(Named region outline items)
_ _ _ _ _
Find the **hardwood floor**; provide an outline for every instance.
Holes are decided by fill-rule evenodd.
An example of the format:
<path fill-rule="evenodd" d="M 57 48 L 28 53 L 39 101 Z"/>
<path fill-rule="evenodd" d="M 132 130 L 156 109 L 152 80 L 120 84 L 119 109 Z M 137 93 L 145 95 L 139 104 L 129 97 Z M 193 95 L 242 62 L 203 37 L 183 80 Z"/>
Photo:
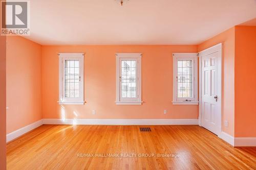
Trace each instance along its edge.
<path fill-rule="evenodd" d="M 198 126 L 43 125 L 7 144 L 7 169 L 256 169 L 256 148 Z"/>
_ _ _ _ _
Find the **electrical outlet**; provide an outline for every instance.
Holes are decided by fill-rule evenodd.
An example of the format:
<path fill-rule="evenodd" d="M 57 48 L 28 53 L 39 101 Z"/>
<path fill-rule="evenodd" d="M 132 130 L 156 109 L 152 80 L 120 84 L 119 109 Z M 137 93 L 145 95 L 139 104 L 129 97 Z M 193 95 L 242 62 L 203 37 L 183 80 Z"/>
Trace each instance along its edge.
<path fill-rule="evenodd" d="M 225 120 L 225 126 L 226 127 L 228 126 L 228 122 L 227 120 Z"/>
_ _ _ _ _
◆ EXERCISE PROMPT
Output the items from the line with "Find the **hardwood" up to and including the line with "198 126 L 43" as a two-column CSV with the columns task and outline, one row per item. Put the item's text and its answer each in a single quoted field with line breaks replaced by spaces, and leave the pictures out.

◆ OUTPUT BELOW
task,outline
"Find the **hardwood floor**; provide an outline for every instance. Holes are decided by fill-rule evenodd. An example of the format: <path fill-rule=""evenodd"" d=""M 57 48 L 28 53 L 39 101 Z""/> <path fill-rule=""evenodd"" d=""M 132 130 L 156 109 L 152 80 L 120 84 L 119 109 Z M 137 93 L 145 95 L 139 104 L 129 97 Z M 193 95 L 242 62 L 203 37 L 183 80 Z""/> Photo: Trace each instance along its edge.","<path fill-rule=""evenodd"" d=""M 198 126 L 43 125 L 7 144 L 7 169 L 256 169 L 256 148 Z""/>"